▶ DIRECTIONS FOR THIS TASK
Return every line below exactly, leaving nothing out.

▶ SOURCE DATA

▽

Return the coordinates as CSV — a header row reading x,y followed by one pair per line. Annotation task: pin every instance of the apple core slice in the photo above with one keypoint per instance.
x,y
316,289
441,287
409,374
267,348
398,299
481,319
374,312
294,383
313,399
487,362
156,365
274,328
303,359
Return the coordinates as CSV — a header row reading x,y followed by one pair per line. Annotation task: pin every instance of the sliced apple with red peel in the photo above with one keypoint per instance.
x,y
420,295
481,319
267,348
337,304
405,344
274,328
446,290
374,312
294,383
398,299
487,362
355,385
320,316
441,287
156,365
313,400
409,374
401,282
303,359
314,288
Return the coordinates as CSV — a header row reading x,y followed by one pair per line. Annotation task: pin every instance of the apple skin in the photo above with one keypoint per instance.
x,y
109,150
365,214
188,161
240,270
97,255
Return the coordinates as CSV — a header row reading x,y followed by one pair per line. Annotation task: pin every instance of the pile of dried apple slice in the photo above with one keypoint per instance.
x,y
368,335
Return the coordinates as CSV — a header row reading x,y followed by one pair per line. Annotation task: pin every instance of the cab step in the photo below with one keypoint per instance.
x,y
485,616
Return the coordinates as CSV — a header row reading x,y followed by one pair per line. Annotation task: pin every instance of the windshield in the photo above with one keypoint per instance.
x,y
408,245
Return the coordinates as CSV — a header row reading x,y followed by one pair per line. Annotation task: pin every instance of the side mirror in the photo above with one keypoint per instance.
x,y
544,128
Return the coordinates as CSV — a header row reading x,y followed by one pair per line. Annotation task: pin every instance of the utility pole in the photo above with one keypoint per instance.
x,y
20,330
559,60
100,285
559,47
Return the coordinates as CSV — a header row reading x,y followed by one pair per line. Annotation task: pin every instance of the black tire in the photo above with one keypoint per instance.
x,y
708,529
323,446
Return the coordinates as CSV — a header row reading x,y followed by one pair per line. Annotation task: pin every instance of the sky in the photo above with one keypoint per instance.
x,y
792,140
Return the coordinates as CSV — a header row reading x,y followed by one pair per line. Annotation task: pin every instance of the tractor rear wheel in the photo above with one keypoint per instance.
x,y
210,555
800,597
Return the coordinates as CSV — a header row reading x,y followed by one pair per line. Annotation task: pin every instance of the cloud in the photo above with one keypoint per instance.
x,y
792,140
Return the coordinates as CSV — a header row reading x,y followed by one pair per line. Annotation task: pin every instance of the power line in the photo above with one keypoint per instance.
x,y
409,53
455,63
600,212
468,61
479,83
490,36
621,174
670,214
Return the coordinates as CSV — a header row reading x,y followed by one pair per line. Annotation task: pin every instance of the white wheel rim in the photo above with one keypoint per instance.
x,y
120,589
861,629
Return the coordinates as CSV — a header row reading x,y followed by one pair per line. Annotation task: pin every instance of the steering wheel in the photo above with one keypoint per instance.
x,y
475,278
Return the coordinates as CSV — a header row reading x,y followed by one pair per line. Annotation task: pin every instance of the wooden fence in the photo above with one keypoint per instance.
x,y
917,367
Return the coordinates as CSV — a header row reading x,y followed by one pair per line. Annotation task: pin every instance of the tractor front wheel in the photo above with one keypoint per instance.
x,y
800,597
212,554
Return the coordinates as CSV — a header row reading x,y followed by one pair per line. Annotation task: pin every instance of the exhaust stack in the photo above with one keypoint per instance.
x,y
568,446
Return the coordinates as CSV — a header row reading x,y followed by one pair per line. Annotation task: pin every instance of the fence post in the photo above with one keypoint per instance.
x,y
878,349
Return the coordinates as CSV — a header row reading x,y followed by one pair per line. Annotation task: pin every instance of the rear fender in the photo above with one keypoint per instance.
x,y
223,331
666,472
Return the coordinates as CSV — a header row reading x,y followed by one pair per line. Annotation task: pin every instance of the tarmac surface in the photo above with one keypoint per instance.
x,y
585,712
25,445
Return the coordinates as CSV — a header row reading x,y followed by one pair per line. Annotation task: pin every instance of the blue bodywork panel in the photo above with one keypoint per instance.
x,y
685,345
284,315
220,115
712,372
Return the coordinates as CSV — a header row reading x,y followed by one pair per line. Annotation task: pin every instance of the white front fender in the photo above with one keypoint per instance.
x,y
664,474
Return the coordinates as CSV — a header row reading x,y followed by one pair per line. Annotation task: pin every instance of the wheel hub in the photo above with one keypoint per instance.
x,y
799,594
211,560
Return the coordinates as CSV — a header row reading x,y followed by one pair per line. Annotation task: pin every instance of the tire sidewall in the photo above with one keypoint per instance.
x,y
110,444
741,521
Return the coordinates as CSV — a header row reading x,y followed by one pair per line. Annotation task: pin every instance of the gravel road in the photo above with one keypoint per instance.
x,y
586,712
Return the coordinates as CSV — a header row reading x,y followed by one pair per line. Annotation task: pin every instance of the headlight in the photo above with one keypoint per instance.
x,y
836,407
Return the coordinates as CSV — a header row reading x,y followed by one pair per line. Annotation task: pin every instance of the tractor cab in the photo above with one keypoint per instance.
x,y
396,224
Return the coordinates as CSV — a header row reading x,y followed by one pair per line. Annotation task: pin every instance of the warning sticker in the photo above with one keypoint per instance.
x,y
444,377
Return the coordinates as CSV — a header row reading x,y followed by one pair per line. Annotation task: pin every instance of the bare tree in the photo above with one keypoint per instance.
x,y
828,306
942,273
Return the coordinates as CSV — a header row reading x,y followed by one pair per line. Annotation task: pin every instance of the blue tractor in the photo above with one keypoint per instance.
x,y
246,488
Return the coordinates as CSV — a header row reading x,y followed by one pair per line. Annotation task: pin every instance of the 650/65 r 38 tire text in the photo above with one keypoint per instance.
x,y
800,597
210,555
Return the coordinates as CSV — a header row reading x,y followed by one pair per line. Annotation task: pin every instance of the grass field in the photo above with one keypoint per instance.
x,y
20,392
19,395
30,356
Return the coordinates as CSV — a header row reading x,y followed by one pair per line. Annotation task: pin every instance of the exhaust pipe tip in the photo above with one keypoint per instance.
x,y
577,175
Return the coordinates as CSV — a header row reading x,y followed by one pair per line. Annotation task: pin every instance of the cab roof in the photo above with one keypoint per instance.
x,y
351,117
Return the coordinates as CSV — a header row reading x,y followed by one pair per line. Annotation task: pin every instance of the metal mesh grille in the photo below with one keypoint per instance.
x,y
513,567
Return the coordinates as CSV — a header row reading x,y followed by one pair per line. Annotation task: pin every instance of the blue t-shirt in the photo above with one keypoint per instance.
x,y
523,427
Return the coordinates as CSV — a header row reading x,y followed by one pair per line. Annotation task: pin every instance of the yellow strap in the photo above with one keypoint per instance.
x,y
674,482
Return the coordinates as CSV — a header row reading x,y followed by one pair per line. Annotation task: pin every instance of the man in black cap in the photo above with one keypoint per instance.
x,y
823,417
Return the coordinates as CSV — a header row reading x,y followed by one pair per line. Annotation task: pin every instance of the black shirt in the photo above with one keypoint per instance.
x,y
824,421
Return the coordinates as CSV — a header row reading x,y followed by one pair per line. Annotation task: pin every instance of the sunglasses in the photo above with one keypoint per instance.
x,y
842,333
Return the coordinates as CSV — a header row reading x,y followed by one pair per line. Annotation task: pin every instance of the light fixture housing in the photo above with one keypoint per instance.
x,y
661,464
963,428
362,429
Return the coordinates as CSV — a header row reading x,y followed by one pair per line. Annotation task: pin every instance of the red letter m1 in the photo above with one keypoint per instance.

△

▶ OUTPUT
Return the coordinates as CSV — a header row reading x,y followed by one pair per line. Annotation task: pin every instance of the apple core slice in the photo above with one keypoint per instance.
x,y
316,289
441,287
409,374
267,348
398,299
481,319
374,312
294,383
313,399
487,362
156,365
274,328
303,359
Return the coordinates as CSV — a header row reading x,y followed by one pair per line. Annotation task: pin every instance of the sliced apple with red peel in the photo above with one keypoint per instance.
x,y
420,295
481,319
267,348
337,304
405,344
274,328
446,290
374,312
294,383
398,299
487,362
355,385
320,316
441,287
156,365
313,400
409,374
401,282
303,359
314,288
Return the coordinates as CSV — a header row reading x,y followed by one pair per line. Annotation task: pin every instance of the apple skin in the photo above with one keypoint per instance.
x,y
109,150
365,214
188,161
240,270
97,255
Return the coordinates as CSV — a header row reading x,y followed by one pair per line. Annotation task: pin every instance of the pile of dried apple slice in the photo above with one keypoint per instance.
x,y
368,335
Return the coordinates as CSV — a header row reading x,y followed by one pair per line. Annotation task: pin every instance of the cab step in the photo below with one keypoint per instance.
x,y
485,616
Return the coordinates as CSV — a header row reading x,y followed by one pair per line. Annotation task: pin every instance of the windshield in the photo above with one keypoint per instance.
x,y
408,245
Return the coordinates as CSV — a header row reading x,y followed by one pair per line. Annotation task: pin every instance of the side mirror in the photo above with one keypoint per instance.
x,y
544,128
Return the coordinates as CSV — a header row reading x,y followed by one pair per line. Annotation task: pin every instance of the utility pole in the photo above with one keypoint per instance.
x,y
20,330
559,60
100,285
559,47
Return the coordinates as CSV — a header row reading x,y followed by one pair per line. Annotation task: pin every instance of the black tire in the photo above with one keypoint per instance.
x,y
708,529
323,446
Return the coordinates as CSV — a header row reading x,y followed by one pair per line. Annotation task: pin every instance of the sky in the photo above with one keypoint per instance.
x,y
792,140
Return the coordinates as CSV — a header row reading x,y followed by one pair per line. Annotation task: pin every instance of the tractor rear wheel in the photo above with one keypoint per instance.
x,y
210,555
800,597
Return the coordinates as CSV — a header row reading x,y followed by one pair per line. Annotation task: pin every instance of the cloud in the photo above with one keypoint per instance.
x,y
792,140
Return the coordinates as CSV — a header row reading x,y followed by one pair per line. Annotation task: pin every instance of the power line in the photo above with one keypoint per instance.
x,y
409,53
455,63
600,212
468,61
479,83
490,36
621,174
670,214
Return the coordinates as CSV — a header row reading x,y followed by one pair per line. Annotation task: pin every instance of the white wheel rim in the photo above with one keypoint per instance.
x,y
120,589
861,629
Return the coordinates as CSV — a header row reading x,y followed by one pair per line. Annotation task: pin every instance of the steering wheel in the photo above with one keypoint per instance.
x,y
475,278
Return the coordinates as CSV — a header row reading x,y followed by one pair per line. Annotation task: pin every instance of the wooden fence in the photo above with one keypoint per instance.
x,y
917,367
Return the coordinates as CSV — a header row reading x,y followed by one pair per line. Annotation task: pin every instance of the tractor front wheel in the photo above with one keypoint per instance.
x,y
800,597
212,554
Return the coordinates as CSV — a header row reading x,y followed by one pair per line. Annotation task: pin every instance of the exhaust stack in the photo above with one keypoint per instance.
x,y
568,446
Return the coordinates as CSV — a header row reading x,y followed by one pair per line. Annotation task: pin every instance of the fence post in the photo above with one keypoint per instance.
x,y
878,349
Return the coordinates as CSV — a header row reading x,y followed by one pair per line. Annotation task: pin every instance of the rear fender in the photo above with one keypoint per instance.
x,y
223,331
666,472
Return the coordinates as CSV — a header row reading x,y followed by one pair per line. Annotation task: pin every instance of the tarmac surface in the photo above with one keypoint per instance.
x,y
585,712
25,445
Return the coordinates as CSV — a header row reading x,y followed by one pair per line. Annotation task: pin every instance of the blue bodywork panel in the photo above with one keypoint per instance.
x,y
685,345
284,315
220,115
712,372
Return the coordinates as CSV — a header row reading x,y followed by one pair per line. Annotation task: pin every instance of the white front fender in the photo above with one keypoint per instance.
x,y
664,474
Return the coordinates as CSV — a header row reading x,y followed by one pair per line. Annotation task: pin every instance of the wheel hub in the photo above with one keypoint per instance.
x,y
799,594
211,560
Return the coordinates as CSV — a header row reading x,y followed by one pair per line. Annotation task: pin every instance of the tire sidewall in the photo above with one keypoint per instance.
x,y
110,444
741,521
Return the coordinates as CSV — a header row reading x,y followed by one pair per line. Annotation task: pin every instance of the gravel road in the photo above with one keypoint per instance.
x,y
586,712
Return the coordinates as CSV — a header row reading x,y followed by one pair per line. Annotation task: pin every instance of the headlight in the photo above with one keypoint per instance.
x,y
836,407
Return the coordinates as CSV — a header row reading x,y followed by one pair per line. Annotation task: pin every instance of the tractor cab in the photo above with one keypoint per instance.
x,y
396,224
Return the coordinates as CSV — a header row reading x,y followed by one pair per line. Annotation task: pin every instance of the warning sticker in the photo above with one keypoint per instance.
x,y
444,377
Return the coordinates as CSV — a header row reading x,y followed by one pair per line. Annotation task: pin every instance of the bare tree in the photo above with one keypoint per instance.
x,y
828,306
942,273
Return the coordinates as CSV — a header row reading x,y followed by one pair per line. Annotation task: pin every instance of the blue tractor in the photo above with one keypoint per instance.
x,y
246,488
Return the coordinates as CSV — a header row reading x,y followed by one pair per line. Annotation task: pin every instance of the 650/65 r 38 tire text in the photo above with one keypoint per instance.
x,y
800,597
210,555
Return the coordinates as CSV — a header row reading x,y followed by one pair per line. Annotation task: pin every instance of the grass field in the photo above with one keypoint per instance.
x,y
20,392
19,395
30,356
Return the coordinates as CSV — a header row reading x,y followed by one pair per line. Annotation task: pin every instance of the exhaust pipe tip in the photo above with one keypoint per instance.
x,y
577,175
Return the coordinates as CSV — a header row reading x,y followed by one pair per line. Annotation task: pin every instance of the cab roof in the photo above with one keypoint per instance.
x,y
351,117
Return the coordinates as CSV — a header row reading x,y followed by one pair per line. Annotation task: pin every instance of the metal mesh grille in the photo below with one keypoint per instance.
x,y
513,567
Return the coordinates as CSV — a header row reading x,y followed by one pair per line. Annotation task: pin every instance of the blue t-shirt in the photo above with one keypoint per instance.
x,y
523,427
Return the coordinates as CSV — a header row reading x,y followed by one pair per line. Annotation task: pin every instance of the yellow strap in the photo above with one keypoint per instance.
x,y
674,482
Return the coordinates as CSV — a header row reading x,y followed by one pair per line. Annotation task: pin every instance of the man in black cap in the photo above with one keypoint per instance.
x,y
823,417
Return the coordinates as CSV — a header row reading x,y followed by one pair per line. Annotation task: pin every instance of the black shirt in the photo above with one keypoint per instance.
x,y
824,421
Return the coordinates as CSV — a header row reading x,y followed by one pair per line. Annotation task: pin every instance of the sunglasses in the photo above with one keypoint per instance.
x,y
842,333
Return the coordinates as CSV — a header row reading x,y followed by one pair per line. Annotation task: pin every instance of the light fixture housing in the photo above with one keypoint per instance.
x,y
661,464
963,428
362,429
Return the coordinates as CSV — a header row reading x,y followed by one pair per line. Annotation task: pin every instance of the red letter m1 in the photo above with one keypoint per instance.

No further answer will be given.